_Excerpt_.
####################
Film Society Center
- Interactive map of Film Society Center
- Former names: Karlton Theater, Midtown Theater, Prince Music Theater, Prince Theater
- Address: 1412 Chestnut Street, Philadelphia PA 19102, United States
- Location: Philadelphia, Pennsylvania
- Coordinates: 39°57′03″N 75°09′53″W﻿ / ﻿39.950878°N 75.164675°W
- Capacity: Mainstage: 443 Screening Room: 83
- Type: theatre, performing arts center, Opera house, Concert Hall, movie theater
- Events: Musical theatre, opera, Film, theatre, Dance, world music

Construction
- Opened: Theatre opened in 1921 American Music Theater Festival founded in 1984. Prince Theater opened in 1999

Website
- filmadelphia.org/phila-film-center/

= Prince Music Theater =

Theater and opera company in Philadelphia

The Prince Music Theater was a non-profit theatrical producing organization located in Philadelphia, Pennsylvania and specializing in music theatre, including opera, music drama, musical comedy and experimental forms. Founded in 1984 as the American Music Theater Festival by Marjorie Samoff, Eric Salzman and Ron Kaiserman, for the first 15 years AMTF performed in various venues throughout Philadelphia. In March 1999, AMTF moved into the renovated Midtown Theater and changed its name in honor of Broadway producer and director Harold Prince. AMTF/Prince Theater produced 92 world premieres and sent 81 productions to theaters in New York and worldwide.

==History==
The American Music Theater Festival was founded in 1984 by Marjorie Samoff, Eric Salzman, and Ron Kaiserman. Salzman was the artistic director beginning with the first festival in 1984. The budget for the first year was $1.2 million, and six productions were shown. The venues for the first season were Walnut Street Theatre, Trocadero Theatre, Port of History Museum Theater, and Philadelphia College of Art. The venues for the second season in 1985 were the Annenberg Center for the Performing Arts, Walnut Street Theatre, and Mandell Theater at Drexel University.

The Prince Music Theater organization went bankrupt in 2010 and the building was subsequently sold at auction to a real estate group, which leased it to a successor organization also named the Prince Music Theater.

The 450-seat theater closed in November 2014. On March 5, 2015, the theater was bought by the Philadelphia Film Society, with the venue name changed to Prince Theater. The Film Society now operates the building as the Film Society Center, and completed renovations to the theater entrance and lobby in 2025.
####################
_Source information_.
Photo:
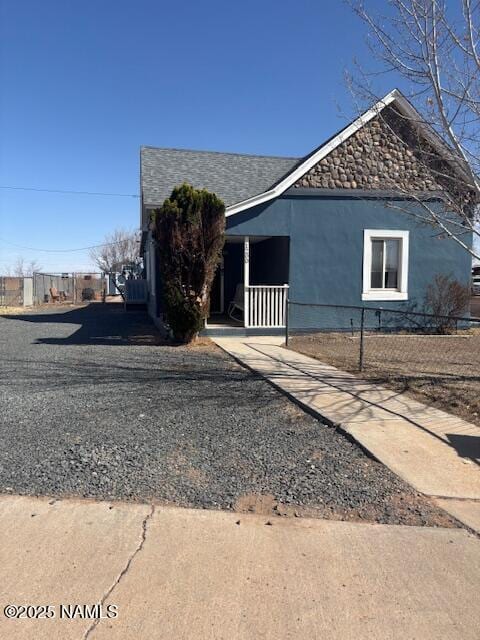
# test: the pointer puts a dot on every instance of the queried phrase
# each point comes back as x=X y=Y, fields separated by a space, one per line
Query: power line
x=83 y=193
x=94 y=246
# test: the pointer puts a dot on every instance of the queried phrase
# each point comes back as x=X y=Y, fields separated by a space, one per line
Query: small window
x=385 y=265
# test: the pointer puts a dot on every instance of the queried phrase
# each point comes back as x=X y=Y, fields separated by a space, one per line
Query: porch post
x=246 y=280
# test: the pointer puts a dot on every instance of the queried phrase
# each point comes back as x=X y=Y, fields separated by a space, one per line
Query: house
x=327 y=228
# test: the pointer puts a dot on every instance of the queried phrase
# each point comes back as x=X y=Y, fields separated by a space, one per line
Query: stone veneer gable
x=386 y=153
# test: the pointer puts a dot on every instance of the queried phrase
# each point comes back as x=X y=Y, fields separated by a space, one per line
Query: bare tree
x=433 y=50
x=120 y=248
x=23 y=268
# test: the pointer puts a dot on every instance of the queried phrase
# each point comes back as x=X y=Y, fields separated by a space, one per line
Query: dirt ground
x=443 y=371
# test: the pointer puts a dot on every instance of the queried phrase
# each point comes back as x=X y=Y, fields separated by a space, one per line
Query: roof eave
x=394 y=96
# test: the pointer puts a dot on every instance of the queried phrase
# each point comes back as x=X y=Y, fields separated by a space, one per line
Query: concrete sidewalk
x=415 y=441
x=179 y=573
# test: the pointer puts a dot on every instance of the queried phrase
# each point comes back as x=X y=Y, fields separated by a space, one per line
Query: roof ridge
x=221 y=153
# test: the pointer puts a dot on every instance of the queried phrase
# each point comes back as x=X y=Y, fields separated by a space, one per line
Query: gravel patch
x=94 y=405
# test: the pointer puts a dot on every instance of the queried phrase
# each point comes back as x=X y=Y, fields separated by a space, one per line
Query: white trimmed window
x=385 y=265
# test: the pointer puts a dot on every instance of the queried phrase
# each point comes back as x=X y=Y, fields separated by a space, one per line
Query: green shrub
x=189 y=228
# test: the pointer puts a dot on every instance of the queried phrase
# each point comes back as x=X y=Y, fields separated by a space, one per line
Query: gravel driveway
x=92 y=405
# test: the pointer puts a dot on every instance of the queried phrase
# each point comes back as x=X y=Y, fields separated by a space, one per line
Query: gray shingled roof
x=232 y=176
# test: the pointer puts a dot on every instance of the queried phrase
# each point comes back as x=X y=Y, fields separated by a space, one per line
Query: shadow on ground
x=99 y=323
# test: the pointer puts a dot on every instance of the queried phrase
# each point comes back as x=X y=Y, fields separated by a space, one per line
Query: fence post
x=287 y=312
x=362 y=330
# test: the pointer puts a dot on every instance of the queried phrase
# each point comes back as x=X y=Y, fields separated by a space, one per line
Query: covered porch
x=250 y=289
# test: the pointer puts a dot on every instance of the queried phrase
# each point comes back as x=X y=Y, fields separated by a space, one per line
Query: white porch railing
x=265 y=306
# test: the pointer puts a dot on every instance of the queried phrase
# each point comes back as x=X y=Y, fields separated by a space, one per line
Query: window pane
x=392 y=249
x=377 y=264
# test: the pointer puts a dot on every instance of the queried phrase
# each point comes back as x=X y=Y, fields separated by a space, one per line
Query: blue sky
x=84 y=84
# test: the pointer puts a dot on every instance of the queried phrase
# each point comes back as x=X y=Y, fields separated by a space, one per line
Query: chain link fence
x=435 y=357
x=67 y=287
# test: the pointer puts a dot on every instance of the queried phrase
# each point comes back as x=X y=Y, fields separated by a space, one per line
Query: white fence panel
x=266 y=306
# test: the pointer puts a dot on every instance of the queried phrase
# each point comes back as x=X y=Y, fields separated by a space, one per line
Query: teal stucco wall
x=326 y=246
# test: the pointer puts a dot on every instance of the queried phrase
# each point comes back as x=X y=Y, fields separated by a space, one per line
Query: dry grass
x=443 y=371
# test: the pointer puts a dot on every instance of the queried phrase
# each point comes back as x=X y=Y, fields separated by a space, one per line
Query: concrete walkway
x=419 y=443
x=185 y=574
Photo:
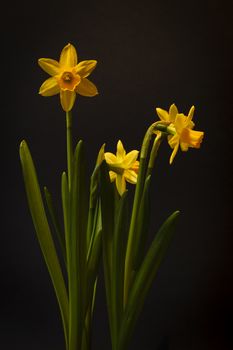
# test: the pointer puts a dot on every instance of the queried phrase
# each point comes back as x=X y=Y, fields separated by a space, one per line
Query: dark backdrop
x=150 y=53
####################
_Tasks to carry out_.
[1] In the article on the Prince Music Theater, rewrite the passage starting at "Theater and opera" and ending at "York and worldwide.", substituting "nonprofit" for "non-profit".
[2] Answer these questions from the article on the Prince Music Theater:
(a) In what year did the Prince Theater open?
(b) How many seats does the Screening Room have?
(c) When did the 450-seat theater close?
[3] Carry on the article on the Prince Music Theater from its last sentence.
The entries aren't needed for any of this.

_Your responses_.
[1]
Theater and opera company in Philadelphia

The Prince Music Theater was a nonprofit theatrical producing organization located in Philadelphia, Pennsylvania and specializing in music theatre, including opera, music drama, musical comedy and experimental forms. Founded in 1984 as the American Music Theater Festival by Marjorie Samoff, Eric Salzman and Ron Kaiserman, for the first 15 years AMTF performed in various venues throughout Philadelphia. In March 1999, AMTF moved into the renovated Midtown Theater and changed its name in honor of Broadway producer and director Harold Prince. AMTF/Prince Theater produced 92 world premieres and sent 81 productions to theaters in New York and worldwide.

[2]
(a) 1999
(b) 83
(c) November 2014

[3]
==Notable productions==
- Strike Up the Band revival (1984)
- A musical adaptation of The Emperor Jones starring Cleavon Little (1984)
- World premiere of X: The Life and Times of Malcolm X (1984, 1985)
- The Gospel at Colonus (1985)
- The Golden Land (1985)

The Prince Theater productions (primarily as the American Music Theater Festival) have included the world premieres of
- Julie Taymor, Elliot Goldenthal and Sidney Goldfarb's The Transposed Heads
- Duke Ellington's Queenie Pie
- Emily Mann, Ntozake Shange, and Baikida Carroll's Betsy Brown
- David Henry Hwang, Philip Glass and Jerome Sirlin's 1000 Airplanes on the Roof
- Frida, composed by Robert Xavier Rodriguez, libretto by Hillary Blecher and Migdalia Cruz
- Black Water by John Duffy and Joyce Carol Oates, based on her 1992 novel
- Adam Guettel and Tina Landau's Floyd Collins
- Philip Glass' Hydrogen Jukebox (concert version) - a staged version appeared later at the Spoleto Festival
- Harry Partch's Revelation in the Courthouse Park, staged by Jiri Zizka with choreography by George Faison
- Harold Prince's 3hree, a trilogy of one-acts with music by John Bucchino, Robert Lindsey Nassif and Laurence O'Keefe
- Chasing Nicolette by Peter Kellogg and David Friedman
- Albert Innaurato's Gemini, The Musical, with music by Charlie Gilbert
- The Green Violin

Revivals have included Love Life, St. Louis Woman, Pal Joey, Lady in the Dark, Adam Guettel's Myths and Hymns, Dreamgirls, Annie Get Your Gun, Hair, and Ain't Misbehavin'.